What to work on:
This exercise calls for the line with "Target: floral accent pillow", the line with "Target: framed wall art", and all lines between them in the material below, output exactly and with no other lines.

Exercise materials:

--------------------------------------------------

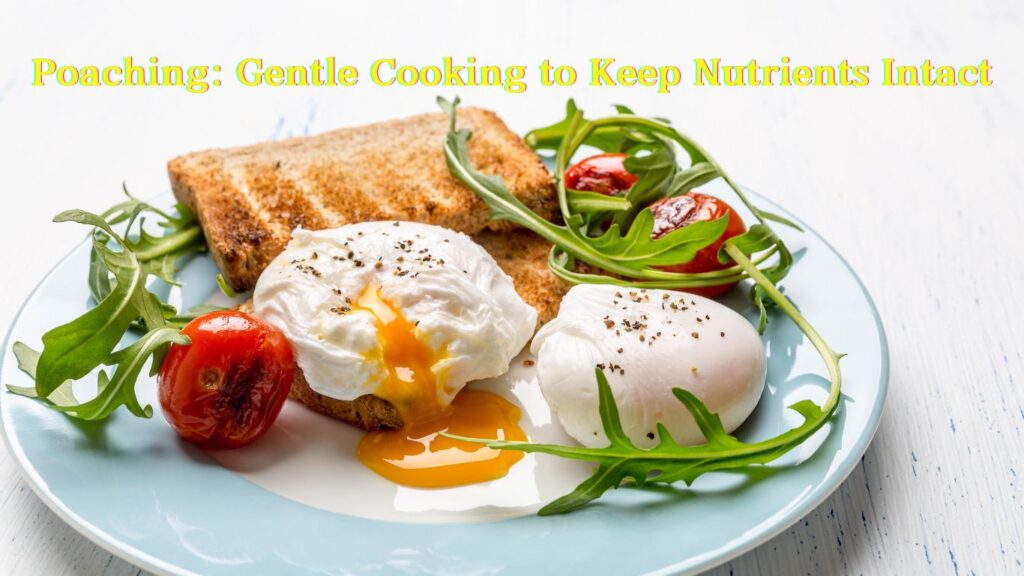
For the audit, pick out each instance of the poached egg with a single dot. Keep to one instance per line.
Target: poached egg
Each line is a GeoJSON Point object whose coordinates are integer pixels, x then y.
{"type": "Point", "coordinates": [410, 313]}
{"type": "Point", "coordinates": [647, 342]}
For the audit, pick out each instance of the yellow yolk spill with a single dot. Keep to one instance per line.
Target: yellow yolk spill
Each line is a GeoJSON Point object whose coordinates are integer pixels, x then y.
{"type": "Point", "coordinates": [417, 454]}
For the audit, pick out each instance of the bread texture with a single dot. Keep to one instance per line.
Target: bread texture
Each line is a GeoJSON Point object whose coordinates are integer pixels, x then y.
{"type": "Point", "coordinates": [521, 254]}
{"type": "Point", "coordinates": [248, 200]}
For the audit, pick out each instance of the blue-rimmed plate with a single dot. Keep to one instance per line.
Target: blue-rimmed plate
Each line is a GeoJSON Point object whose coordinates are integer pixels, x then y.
{"type": "Point", "coordinates": [298, 503]}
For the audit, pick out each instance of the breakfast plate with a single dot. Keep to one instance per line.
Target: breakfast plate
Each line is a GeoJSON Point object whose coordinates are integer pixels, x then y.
{"type": "Point", "coordinates": [298, 502]}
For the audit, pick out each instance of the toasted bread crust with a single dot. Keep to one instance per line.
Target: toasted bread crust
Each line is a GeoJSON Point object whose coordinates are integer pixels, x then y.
{"type": "Point", "coordinates": [249, 199]}
{"type": "Point", "coordinates": [368, 412]}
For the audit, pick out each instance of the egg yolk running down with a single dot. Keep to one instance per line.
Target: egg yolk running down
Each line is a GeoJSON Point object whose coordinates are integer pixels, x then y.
{"type": "Point", "coordinates": [418, 455]}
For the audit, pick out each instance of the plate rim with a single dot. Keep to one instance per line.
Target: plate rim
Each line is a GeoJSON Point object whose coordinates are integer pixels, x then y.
{"type": "Point", "coordinates": [687, 566]}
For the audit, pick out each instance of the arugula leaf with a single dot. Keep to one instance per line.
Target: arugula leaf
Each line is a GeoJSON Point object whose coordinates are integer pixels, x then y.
{"type": "Point", "coordinates": [612, 234]}
{"type": "Point", "coordinates": [669, 461]}
{"type": "Point", "coordinates": [631, 254]}
{"type": "Point", "coordinates": [72, 351]}
{"type": "Point", "coordinates": [119, 268]}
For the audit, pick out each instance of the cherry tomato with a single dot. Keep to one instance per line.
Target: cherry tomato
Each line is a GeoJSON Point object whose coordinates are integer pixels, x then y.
{"type": "Point", "coordinates": [674, 213]}
{"type": "Point", "coordinates": [227, 386]}
{"type": "Point", "coordinates": [604, 173]}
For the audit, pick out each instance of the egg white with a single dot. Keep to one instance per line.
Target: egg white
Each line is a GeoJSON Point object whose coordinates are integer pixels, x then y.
{"type": "Point", "coordinates": [465, 307]}
{"type": "Point", "coordinates": [647, 342]}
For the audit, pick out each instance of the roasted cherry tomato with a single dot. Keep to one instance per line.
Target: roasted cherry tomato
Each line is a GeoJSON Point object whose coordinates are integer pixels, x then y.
{"type": "Point", "coordinates": [227, 386]}
{"type": "Point", "coordinates": [679, 211]}
{"type": "Point", "coordinates": [604, 173]}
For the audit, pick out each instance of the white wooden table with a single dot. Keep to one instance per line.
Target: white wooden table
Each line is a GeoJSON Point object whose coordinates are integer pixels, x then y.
{"type": "Point", "coordinates": [922, 190]}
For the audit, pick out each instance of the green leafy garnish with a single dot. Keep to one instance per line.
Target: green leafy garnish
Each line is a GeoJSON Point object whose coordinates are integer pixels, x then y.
{"type": "Point", "coordinates": [627, 258]}
{"type": "Point", "coordinates": [612, 234]}
{"type": "Point", "coordinates": [669, 461]}
{"type": "Point", "coordinates": [120, 265]}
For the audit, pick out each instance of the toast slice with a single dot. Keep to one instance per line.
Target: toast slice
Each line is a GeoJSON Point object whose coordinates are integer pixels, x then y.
{"type": "Point", "coordinates": [521, 254]}
{"type": "Point", "coordinates": [249, 199]}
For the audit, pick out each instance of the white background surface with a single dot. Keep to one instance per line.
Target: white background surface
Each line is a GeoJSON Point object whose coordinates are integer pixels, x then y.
{"type": "Point", "coordinates": [920, 189]}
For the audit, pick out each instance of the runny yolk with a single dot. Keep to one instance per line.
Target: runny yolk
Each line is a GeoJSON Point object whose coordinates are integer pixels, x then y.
{"type": "Point", "coordinates": [418, 454]}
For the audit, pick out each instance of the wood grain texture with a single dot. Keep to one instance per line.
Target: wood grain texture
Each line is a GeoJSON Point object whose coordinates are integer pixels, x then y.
{"type": "Point", "coordinates": [920, 190]}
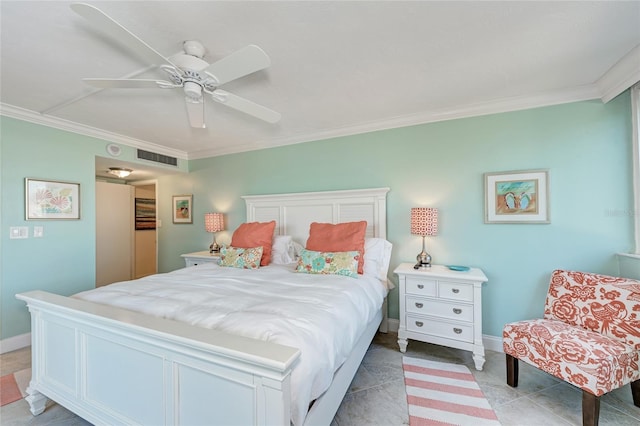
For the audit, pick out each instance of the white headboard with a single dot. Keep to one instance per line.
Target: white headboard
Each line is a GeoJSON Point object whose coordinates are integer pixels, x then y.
{"type": "Point", "coordinates": [294, 213]}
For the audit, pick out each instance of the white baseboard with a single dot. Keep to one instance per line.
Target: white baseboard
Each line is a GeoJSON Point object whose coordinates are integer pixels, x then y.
{"type": "Point", "coordinates": [393, 325]}
{"type": "Point", "coordinates": [491, 343]}
{"type": "Point", "coordinates": [14, 343]}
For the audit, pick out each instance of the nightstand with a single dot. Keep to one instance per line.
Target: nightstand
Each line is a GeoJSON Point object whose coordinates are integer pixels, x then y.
{"type": "Point", "coordinates": [198, 257]}
{"type": "Point", "coordinates": [441, 306]}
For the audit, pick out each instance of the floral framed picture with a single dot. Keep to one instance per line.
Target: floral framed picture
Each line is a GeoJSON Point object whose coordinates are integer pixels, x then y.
{"type": "Point", "coordinates": [517, 197]}
{"type": "Point", "coordinates": [182, 208]}
{"type": "Point", "coordinates": [50, 199]}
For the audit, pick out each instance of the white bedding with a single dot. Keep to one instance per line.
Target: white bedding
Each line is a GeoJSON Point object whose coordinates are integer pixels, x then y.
{"type": "Point", "coordinates": [321, 315]}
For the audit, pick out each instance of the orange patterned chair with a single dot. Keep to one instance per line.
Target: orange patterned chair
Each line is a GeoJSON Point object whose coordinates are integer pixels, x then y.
{"type": "Point", "coordinates": [589, 337]}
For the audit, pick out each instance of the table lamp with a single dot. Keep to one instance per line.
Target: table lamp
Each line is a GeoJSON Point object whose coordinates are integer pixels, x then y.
{"type": "Point", "coordinates": [214, 222]}
{"type": "Point", "coordinates": [424, 221]}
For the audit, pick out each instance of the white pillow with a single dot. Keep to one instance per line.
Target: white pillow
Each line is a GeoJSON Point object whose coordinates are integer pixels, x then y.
{"type": "Point", "coordinates": [282, 250]}
{"type": "Point", "coordinates": [377, 255]}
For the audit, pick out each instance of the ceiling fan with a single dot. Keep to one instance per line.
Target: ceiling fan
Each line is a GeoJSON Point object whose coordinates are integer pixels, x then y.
{"type": "Point", "coordinates": [186, 70]}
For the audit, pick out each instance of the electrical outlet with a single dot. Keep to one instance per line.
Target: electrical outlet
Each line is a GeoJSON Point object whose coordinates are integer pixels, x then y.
{"type": "Point", "coordinates": [17, 232]}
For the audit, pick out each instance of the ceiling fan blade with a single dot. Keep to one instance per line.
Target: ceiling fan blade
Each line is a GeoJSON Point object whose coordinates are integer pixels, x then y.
{"type": "Point", "coordinates": [246, 106]}
{"type": "Point", "coordinates": [126, 83]}
{"type": "Point", "coordinates": [108, 25]}
{"type": "Point", "coordinates": [195, 111]}
{"type": "Point", "coordinates": [242, 62]}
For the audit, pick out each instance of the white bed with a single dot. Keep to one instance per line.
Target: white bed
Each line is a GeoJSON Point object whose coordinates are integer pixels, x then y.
{"type": "Point", "coordinates": [85, 354]}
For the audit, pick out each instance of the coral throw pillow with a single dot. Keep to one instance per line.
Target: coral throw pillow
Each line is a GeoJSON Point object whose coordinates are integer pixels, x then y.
{"type": "Point", "coordinates": [255, 234]}
{"type": "Point", "coordinates": [329, 237]}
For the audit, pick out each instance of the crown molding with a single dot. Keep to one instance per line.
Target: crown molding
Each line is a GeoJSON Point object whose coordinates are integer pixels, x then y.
{"type": "Point", "coordinates": [70, 126]}
{"type": "Point", "coordinates": [616, 80]}
{"type": "Point", "coordinates": [622, 75]}
{"type": "Point", "coordinates": [581, 93]}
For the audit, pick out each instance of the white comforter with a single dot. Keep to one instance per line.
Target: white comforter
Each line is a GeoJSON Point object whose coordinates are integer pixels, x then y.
{"type": "Point", "coordinates": [322, 315]}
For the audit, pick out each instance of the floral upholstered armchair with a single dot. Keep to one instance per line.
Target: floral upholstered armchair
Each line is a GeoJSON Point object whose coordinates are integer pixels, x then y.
{"type": "Point", "coordinates": [589, 337]}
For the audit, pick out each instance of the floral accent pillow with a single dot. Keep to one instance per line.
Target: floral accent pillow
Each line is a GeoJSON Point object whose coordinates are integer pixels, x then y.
{"type": "Point", "coordinates": [337, 263]}
{"type": "Point", "coordinates": [245, 258]}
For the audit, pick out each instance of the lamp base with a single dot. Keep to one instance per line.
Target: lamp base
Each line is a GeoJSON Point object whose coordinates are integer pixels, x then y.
{"type": "Point", "coordinates": [424, 261]}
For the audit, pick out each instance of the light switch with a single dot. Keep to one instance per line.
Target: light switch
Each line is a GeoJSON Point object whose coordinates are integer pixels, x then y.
{"type": "Point", "coordinates": [16, 232]}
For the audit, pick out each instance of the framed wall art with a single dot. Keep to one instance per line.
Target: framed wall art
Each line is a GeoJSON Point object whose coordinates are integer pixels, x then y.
{"type": "Point", "coordinates": [50, 199]}
{"type": "Point", "coordinates": [182, 208]}
{"type": "Point", "coordinates": [517, 197]}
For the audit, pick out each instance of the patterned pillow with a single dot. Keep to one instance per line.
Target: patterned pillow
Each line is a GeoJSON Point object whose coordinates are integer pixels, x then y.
{"type": "Point", "coordinates": [246, 258]}
{"type": "Point", "coordinates": [338, 263]}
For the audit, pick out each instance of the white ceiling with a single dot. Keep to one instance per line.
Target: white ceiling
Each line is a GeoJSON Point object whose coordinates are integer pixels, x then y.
{"type": "Point", "coordinates": [337, 68]}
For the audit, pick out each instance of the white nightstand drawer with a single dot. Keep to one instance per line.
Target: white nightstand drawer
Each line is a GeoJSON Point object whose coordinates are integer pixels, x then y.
{"type": "Point", "coordinates": [461, 332]}
{"type": "Point", "coordinates": [421, 286]}
{"type": "Point", "coordinates": [455, 291]}
{"type": "Point", "coordinates": [456, 311]}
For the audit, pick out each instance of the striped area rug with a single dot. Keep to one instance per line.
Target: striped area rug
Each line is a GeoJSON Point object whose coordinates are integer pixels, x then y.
{"type": "Point", "coordinates": [441, 394]}
{"type": "Point", "coordinates": [13, 386]}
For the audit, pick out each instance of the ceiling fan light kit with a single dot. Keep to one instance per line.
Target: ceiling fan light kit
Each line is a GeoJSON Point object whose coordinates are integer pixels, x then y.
{"type": "Point", "coordinates": [186, 70]}
{"type": "Point", "coordinates": [119, 172]}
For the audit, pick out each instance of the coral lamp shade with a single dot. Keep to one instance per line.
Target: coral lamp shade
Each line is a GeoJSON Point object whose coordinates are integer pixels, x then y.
{"type": "Point", "coordinates": [424, 221]}
{"type": "Point", "coordinates": [214, 222]}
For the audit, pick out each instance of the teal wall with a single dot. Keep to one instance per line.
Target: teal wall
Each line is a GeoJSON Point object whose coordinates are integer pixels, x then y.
{"type": "Point", "coordinates": [586, 146]}
{"type": "Point", "coordinates": [63, 261]}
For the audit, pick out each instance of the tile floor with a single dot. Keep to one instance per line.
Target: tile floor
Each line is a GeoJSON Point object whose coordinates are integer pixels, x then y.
{"type": "Point", "coordinates": [377, 393]}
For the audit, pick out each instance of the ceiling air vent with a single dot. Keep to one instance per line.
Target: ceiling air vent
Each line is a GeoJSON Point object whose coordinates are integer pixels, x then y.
{"type": "Point", "coordinates": [157, 158]}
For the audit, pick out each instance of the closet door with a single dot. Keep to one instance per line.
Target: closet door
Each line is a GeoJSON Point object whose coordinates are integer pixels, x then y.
{"type": "Point", "coordinates": [114, 233]}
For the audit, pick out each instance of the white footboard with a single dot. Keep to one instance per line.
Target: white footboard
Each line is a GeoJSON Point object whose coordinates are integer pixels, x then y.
{"type": "Point", "coordinates": [113, 366]}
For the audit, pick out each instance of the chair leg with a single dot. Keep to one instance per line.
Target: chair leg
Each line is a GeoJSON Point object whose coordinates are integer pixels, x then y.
{"type": "Point", "coordinates": [635, 392]}
{"type": "Point", "coordinates": [590, 409]}
{"type": "Point", "coordinates": [512, 371]}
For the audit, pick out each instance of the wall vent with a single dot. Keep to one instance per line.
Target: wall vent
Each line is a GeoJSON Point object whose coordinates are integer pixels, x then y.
{"type": "Point", "coordinates": [158, 158]}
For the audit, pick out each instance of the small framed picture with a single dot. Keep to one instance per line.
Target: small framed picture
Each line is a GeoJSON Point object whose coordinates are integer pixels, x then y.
{"type": "Point", "coordinates": [50, 199]}
{"type": "Point", "coordinates": [517, 197]}
{"type": "Point", "coordinates": [182, 208]}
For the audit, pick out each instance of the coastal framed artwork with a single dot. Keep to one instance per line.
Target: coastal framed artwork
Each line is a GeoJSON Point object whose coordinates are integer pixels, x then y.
{"type": "Point", "coordinates": [51, 199]}
{"type": "Point", "coordinates": [182, 208]}
{"type": "Point", "coordinates": [517, 197]}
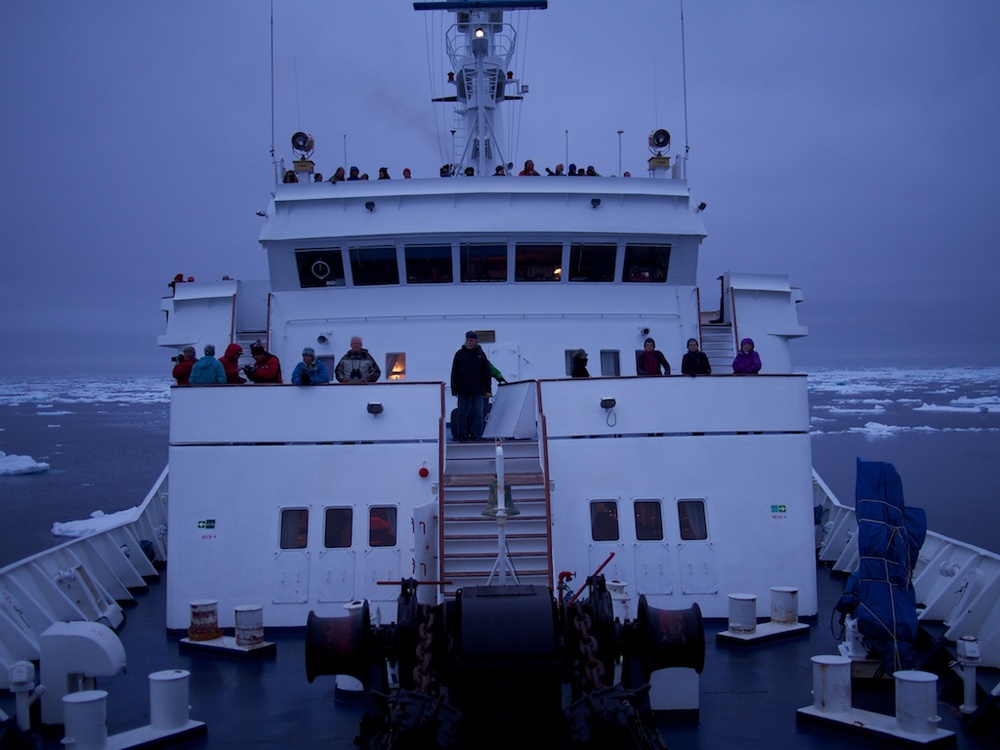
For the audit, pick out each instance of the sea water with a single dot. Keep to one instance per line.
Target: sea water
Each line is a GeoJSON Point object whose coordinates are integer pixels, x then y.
{"type": "Point", "coordinates": [105, 443]}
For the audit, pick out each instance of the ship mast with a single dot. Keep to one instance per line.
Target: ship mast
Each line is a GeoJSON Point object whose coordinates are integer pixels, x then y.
{"type": "Point", "coordinates": [480, 47]}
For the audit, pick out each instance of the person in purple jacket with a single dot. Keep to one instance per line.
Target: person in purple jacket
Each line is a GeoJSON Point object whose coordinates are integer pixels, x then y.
{"type": "Point", "coordinates": [747, 361]}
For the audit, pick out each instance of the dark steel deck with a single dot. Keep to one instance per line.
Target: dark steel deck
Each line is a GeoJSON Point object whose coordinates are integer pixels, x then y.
{"type": "Point", "coordinates": [749, 695]}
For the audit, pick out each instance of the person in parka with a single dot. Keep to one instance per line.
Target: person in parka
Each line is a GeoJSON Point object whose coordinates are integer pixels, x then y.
{"type": "Point", "coordinates": [357, 366]}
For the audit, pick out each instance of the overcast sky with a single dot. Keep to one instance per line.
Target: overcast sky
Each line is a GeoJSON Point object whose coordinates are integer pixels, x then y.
{"type": "Point", "coordinates": [852, 144]}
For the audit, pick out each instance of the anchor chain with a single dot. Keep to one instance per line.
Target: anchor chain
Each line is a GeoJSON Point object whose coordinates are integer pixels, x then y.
{"type": "Point", "coordinates": [422, 669]}
{"type": "Point", "coordinates": [593, 667]}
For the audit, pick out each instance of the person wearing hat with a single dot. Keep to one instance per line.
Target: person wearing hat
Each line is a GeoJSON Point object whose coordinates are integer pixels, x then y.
{"type": "Point", "coordinates": [208, 370]}
{"type": "Point", "coordinates": [266, 367]}
{"type": "Point", "coordinates": [747, 361]}
{"type": "Point", "coordinates": [650, 360]}
{"type": "Point", "coordinates": [231, 364]}
{"type": "Point", "coordinates": [470, 383]}
{"type": "Point", "coordinates": [695, 361]}
{"type": "Point", "coordinates": [185, 361]}
{"type": "Point", "coordinates": [310, 371]}
{"type": "Point", "coordinates": [357, 366]}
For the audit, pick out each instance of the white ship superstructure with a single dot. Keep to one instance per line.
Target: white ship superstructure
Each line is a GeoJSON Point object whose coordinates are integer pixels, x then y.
{"type": "Point", "coordinates": [700, 486]}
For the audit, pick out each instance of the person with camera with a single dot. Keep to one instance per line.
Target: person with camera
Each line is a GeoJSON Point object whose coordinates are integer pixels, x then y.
{"type": "Point", "coordinates": [208, 370]}
{"type": "Point", "coordinates": [357, 366]}
{"type": "Point", "coordinates": [231, 364]}
{"type": "Point", "coordinates": [310, 371]}
{"type": "Point", "coordinates": [266, 367]}
{"type": "Point", "coordinates": [183, 364]}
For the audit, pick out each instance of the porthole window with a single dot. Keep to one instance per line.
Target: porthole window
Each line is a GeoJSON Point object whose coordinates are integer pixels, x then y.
{"type": "Point", "coordinates": [648, 521]}
{"type": "Point", "coordinates": [604, 520]}
{"type": "Point", "coordinates": [691, 518]}
{"type": "Point", "coordinates": [337, 532]}
{"type": "Point", "coordinates": [382, 526]}
{"type": "Point", "coordinates": [294, 528]}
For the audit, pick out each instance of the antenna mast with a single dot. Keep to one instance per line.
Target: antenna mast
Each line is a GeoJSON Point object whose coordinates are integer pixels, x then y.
{"type": "Point", "coordinates": [480, 46]}
{"type": "Point", "coordinates": [687, 145]}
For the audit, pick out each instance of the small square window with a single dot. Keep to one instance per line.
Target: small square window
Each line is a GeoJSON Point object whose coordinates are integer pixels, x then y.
{"type": "Point", "coordinates": [382, 526]}
{"type": "Point", "coordinates": [610, 363]}
{"type": "Point", "coordinates": [338, 532]}
{"type": "Point", "coordinates": [604, 520]}
{"type": "Point", "coordinates": [395, 366]}
{"type": "Point", "coordinates": [648, 521]}
{"type": "Point", "coordinates": [691, 517]}
{"type": "Point", "coordinates": [294, 528]}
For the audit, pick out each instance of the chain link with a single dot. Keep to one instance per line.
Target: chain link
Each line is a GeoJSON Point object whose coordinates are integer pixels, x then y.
{"type": "Point", "coordinates": [593, 667]}
{"type": "Point", "coordinates": [421, 672]}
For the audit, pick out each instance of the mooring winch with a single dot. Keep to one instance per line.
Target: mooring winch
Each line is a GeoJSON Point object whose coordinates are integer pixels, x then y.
{"type": "Point", "coordinates": [506, 664]}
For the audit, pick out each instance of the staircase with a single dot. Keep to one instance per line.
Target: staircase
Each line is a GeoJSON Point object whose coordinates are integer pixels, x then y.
{"type": "Point", "coordinates": [470, 549]}
{"type": "Point", "coordinates": [717, 343]}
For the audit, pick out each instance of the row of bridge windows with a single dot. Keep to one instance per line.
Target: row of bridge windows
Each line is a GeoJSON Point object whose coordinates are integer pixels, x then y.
{"type": "Point", "coordinates": [605, 524]}
{"type": "Point", "coordinates": [479, 262]}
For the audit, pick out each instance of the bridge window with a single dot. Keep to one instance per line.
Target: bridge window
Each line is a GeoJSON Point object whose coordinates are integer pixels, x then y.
{"type": "Point", "coordinates": [320, 268]}
{"type": "Point", "coordinates": [646, 263]}
{"type": "Point", "coordinates": [428, 264]}
{"type": "Point", "coordinates": [648, 521]}
{"type": "Point", "coordinates": [604, 520]}
{"type": "Point", "coordinates": [395, 366]}
{"type": "Point", "coordinates": [537, 262]}
{"type": "Point", "coordinates": [592, 262]}
{"type": "Point", "coordinates": [294, 528]}
{"type": "Point", "coordinates": [483, 261]}
{"type": "Point", "coordinates": [691, 518]}
{"type": "Point", "coordinates": [338, 531]}
{"type": "Point", "coordinates": [382, 526]}
{"type": "Point", "coordinates": [374, 266]}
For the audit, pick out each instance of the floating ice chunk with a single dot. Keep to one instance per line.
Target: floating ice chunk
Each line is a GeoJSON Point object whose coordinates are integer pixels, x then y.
{"type": "Point", "coordinates": [10, 465]}
{"type": "Point", "coordinates": [98, 521]}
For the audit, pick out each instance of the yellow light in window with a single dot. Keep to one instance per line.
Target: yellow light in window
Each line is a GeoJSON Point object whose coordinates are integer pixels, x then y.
{"type": "Point", "coordinates": [396, 366]}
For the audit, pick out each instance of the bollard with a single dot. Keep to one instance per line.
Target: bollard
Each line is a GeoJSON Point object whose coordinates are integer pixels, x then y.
{"type": "Point", "coordinates": [249, 626]}
{"type": "Point", "coordinates": [832, 684]}
{"type": "Point", "coordinates": [168, 699]}
{"type": "Point", "coordinates": [204, 620]}
{"type": "Point", "coordinates": [784, 605]}
{"type": "Point", "coordinates": [916, 702]}
{"type": "Point", "coordinates": [86, 715]}
{"type": "Point", "coordinates": [742, 613]}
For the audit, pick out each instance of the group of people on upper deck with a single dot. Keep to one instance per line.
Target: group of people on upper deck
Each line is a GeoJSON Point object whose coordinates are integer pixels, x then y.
{"type": "Point", "coordinates": [650, 361]}
{"type": "Point", "coordinates": [448, 170]}
{"type": "Point", "coordinates": [356, 366]}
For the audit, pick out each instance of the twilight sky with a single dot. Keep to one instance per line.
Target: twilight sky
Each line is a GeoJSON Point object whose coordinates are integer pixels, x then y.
{"type": "Point", "coordinates": [852, 145]}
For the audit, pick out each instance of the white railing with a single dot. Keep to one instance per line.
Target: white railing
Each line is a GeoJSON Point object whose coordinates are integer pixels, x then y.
{"type": "Point", "coordinates": [87, 578]}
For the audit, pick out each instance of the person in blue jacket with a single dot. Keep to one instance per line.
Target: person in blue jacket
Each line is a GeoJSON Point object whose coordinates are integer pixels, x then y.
{"type": "Point", "coordinates": [310, 371]}
{"type": "Point", "coordinates": [208, 370]}
{"type": "Point", "coordinates": [747, 361]}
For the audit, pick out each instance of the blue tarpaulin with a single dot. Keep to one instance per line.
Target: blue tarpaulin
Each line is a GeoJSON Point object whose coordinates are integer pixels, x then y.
{"type": "Point", "coordinates": [890, 536]}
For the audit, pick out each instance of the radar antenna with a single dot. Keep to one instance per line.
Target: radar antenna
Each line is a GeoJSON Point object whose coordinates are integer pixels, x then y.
{"type": "Point", "coordinates": [480, 46]}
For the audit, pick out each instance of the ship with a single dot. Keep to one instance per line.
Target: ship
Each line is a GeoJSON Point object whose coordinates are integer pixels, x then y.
{"type": "Point", "coordinates": [573, 555]}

--------------------------------------------------

Written response:
Target: floral accent pillow
Each line is a GeoJSON Point object whose coordinates are integer pixels, x then y.
{"type": "Point", "coordinates": [337, 263]}
{"type": "Point", "coordinates": [245, 258]}
For the audit, pick out each instance of the lamp base with a single dot. Keep to one instance per line.
Target: lamp base
Each line is a GeoJSON Point object whose coordinates are integer pixels, x then y.
{"type": "Point", "coordinates": [424, 261]}
For the audit, pick out each instance of the light switch with a single dot. Keep to one instance per line.
Target: light switch
Each line is a GeoJSON Point object whose coordinates are integer pixels, x then y.
{"type": "Point", "coordinates": [16, 232]}
For the audit, pick out each instance of the framed wall art with a single dot. Keep to one instance per line.
Target: framed wall art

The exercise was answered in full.